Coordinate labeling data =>
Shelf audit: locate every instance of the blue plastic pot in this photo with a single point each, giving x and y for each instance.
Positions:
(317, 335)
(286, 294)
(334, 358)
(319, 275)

WHAT YOU SHOULD DO =>
Turn every line of the entries above into a numbered list, omitting any blank lines.

THE RESULT =>
1. Shelf audit: locate every instance of the blue plastic pot in this photo with a single point each, giving x and y for each instance.
2. Positions:
3. (317, 335)
4. (286, 294)
5. (334, 358)
6. (319, 275)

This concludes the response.